■ Exercise description ■
Please lay out the stretch of the records from the line containing "[locate] the yellow" through the end of the records as a numbered list, with blank lines dropped. Leave the pictures out of your answer.

-- Start of Data in this exercise --

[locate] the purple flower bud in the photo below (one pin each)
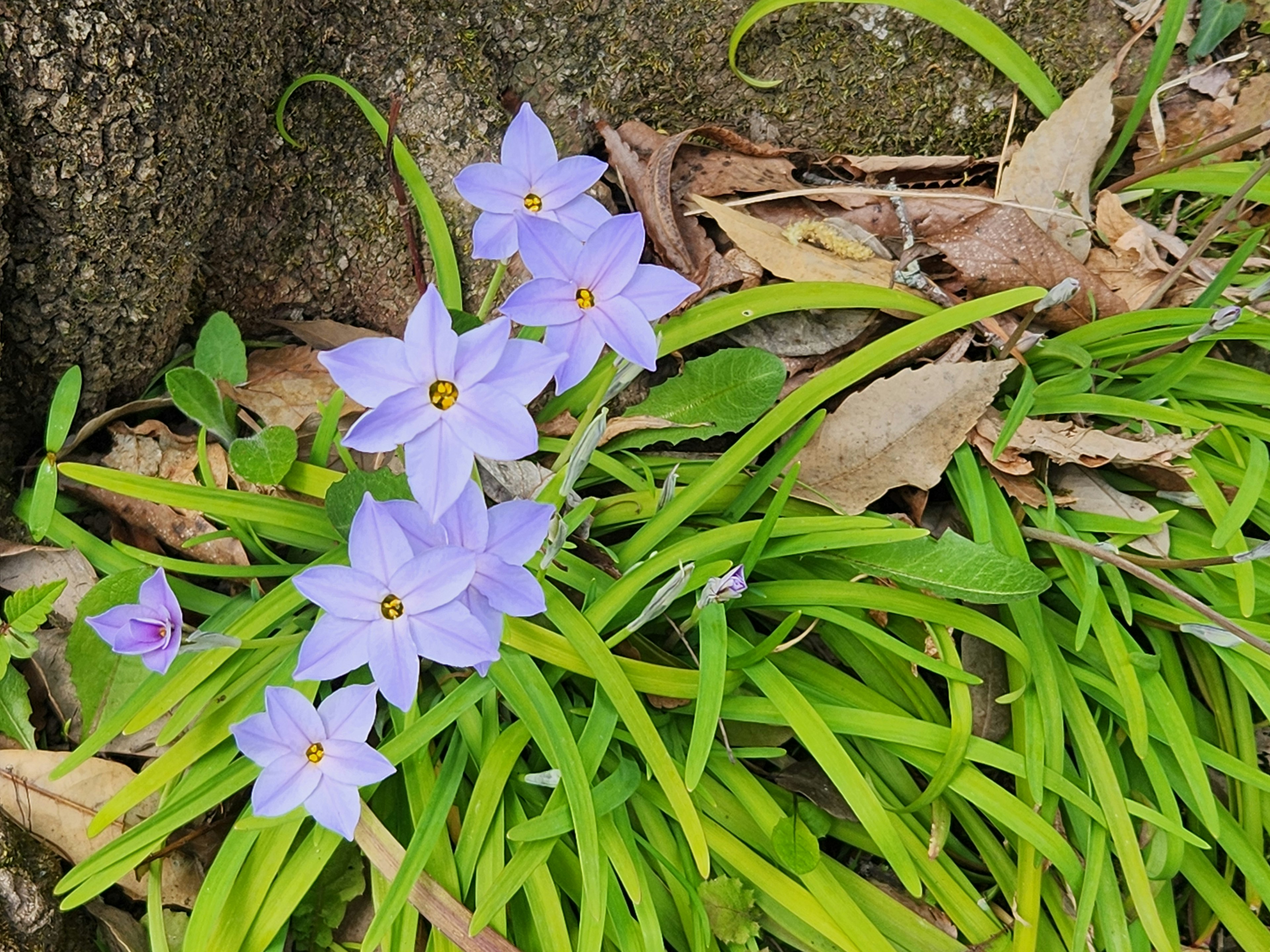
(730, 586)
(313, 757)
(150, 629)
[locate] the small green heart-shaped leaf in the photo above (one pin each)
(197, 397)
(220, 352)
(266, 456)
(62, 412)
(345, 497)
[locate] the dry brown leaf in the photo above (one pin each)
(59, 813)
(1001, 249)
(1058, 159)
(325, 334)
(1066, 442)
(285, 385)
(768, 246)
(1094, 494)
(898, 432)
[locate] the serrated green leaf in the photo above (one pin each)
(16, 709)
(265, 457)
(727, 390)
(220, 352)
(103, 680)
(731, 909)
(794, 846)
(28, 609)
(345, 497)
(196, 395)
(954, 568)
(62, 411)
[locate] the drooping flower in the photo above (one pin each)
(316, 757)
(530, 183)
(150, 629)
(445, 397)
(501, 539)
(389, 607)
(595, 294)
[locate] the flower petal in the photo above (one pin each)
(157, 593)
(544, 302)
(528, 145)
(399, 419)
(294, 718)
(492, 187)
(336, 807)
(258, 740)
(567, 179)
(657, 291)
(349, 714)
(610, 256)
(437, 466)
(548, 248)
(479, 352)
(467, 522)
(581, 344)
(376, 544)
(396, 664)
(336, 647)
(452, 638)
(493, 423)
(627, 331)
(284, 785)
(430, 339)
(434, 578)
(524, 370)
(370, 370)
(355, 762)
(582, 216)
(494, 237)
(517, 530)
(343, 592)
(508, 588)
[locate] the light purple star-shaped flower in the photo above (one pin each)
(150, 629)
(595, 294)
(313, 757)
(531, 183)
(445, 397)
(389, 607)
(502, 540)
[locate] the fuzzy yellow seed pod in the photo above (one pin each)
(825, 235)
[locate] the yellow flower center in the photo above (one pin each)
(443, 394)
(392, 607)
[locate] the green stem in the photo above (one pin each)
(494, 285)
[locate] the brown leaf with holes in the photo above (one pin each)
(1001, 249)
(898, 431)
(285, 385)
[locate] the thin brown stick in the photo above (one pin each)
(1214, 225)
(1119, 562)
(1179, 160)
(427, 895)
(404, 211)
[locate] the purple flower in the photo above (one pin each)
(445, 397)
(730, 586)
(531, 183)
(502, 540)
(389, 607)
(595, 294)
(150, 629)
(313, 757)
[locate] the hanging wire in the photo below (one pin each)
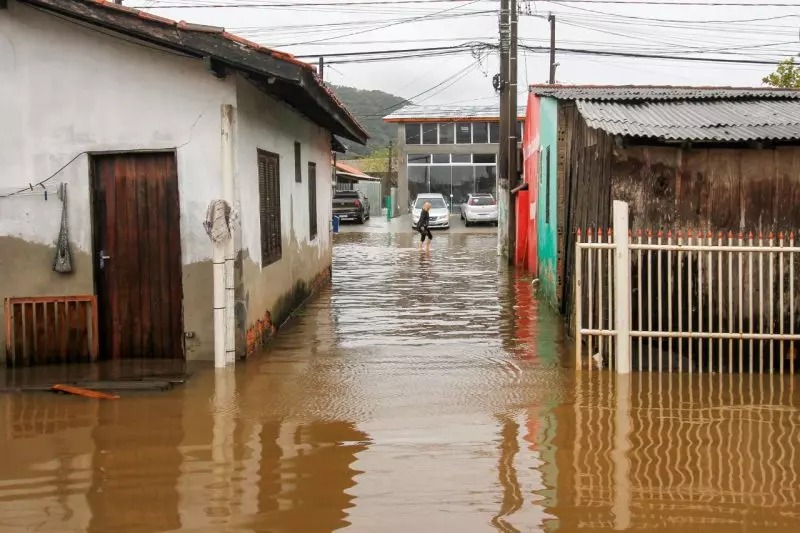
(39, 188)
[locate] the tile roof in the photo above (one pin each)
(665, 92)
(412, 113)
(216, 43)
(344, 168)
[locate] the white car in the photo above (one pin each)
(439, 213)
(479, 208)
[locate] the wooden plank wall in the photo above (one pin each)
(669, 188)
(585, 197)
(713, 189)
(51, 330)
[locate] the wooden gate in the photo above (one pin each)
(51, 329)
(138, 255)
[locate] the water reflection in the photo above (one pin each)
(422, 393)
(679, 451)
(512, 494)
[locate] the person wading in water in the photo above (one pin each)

-- End of Data in this exercise --

■ Result for this exercise ■
1. [locate] the yellow flower center in the photo above (one pin each)
2. (443, 394)
3. (392, 607)
4. [locate] the green stem in the photo above (one pin each)
5. (494, 285)
6. [locate] the brown leaf with holes in the photo above (one pin each)
7. (1001, 249)
8. (898, 431)
9. (285, 385)
10. [locate] the thin brown stick in the photo above (one pin each)
11. (1214, 225)
12. (1119, 562)
13. (1179, 160)
14. (427, 895)
15. (404, 211)
16. [locate] the purple flower in the photo above (one pin each)
17. (445, 397)
18. (730, 586)
19. (531, 183)
20. (502, 540)
21. (389, 607)
22. (595, 294)
23. (150, 629)
24. (313, 757)
25. [locate] the hanging wire in the photo below (one pin each)
26. (39, 188)
27. [locate] the tile roof in the photo above (one pin each)
28. (665, 92)
29. (412, 113)
30. (216, 43)
31. (344, 168)
32. [locate] the white car in the photo above (one pin each)
33. (439, 213)
34. (479, 208)
35. [locate] the wooden plank wall in the photo above (one pin each)
36. (669, 188)
37. (585, 197)
38. (713, 189)
39. (51, 330)
40. [locate] the wooden gate in the photo above (one pin each)
41. (51, 329)
42. (138, 255)
43. [locate] the water reflection in the photo above (one pin each)
44. (422, 393)
45. (679, 451)
46. (512, 494)
47. [locate] the person wading in water in the photo above (one pin each)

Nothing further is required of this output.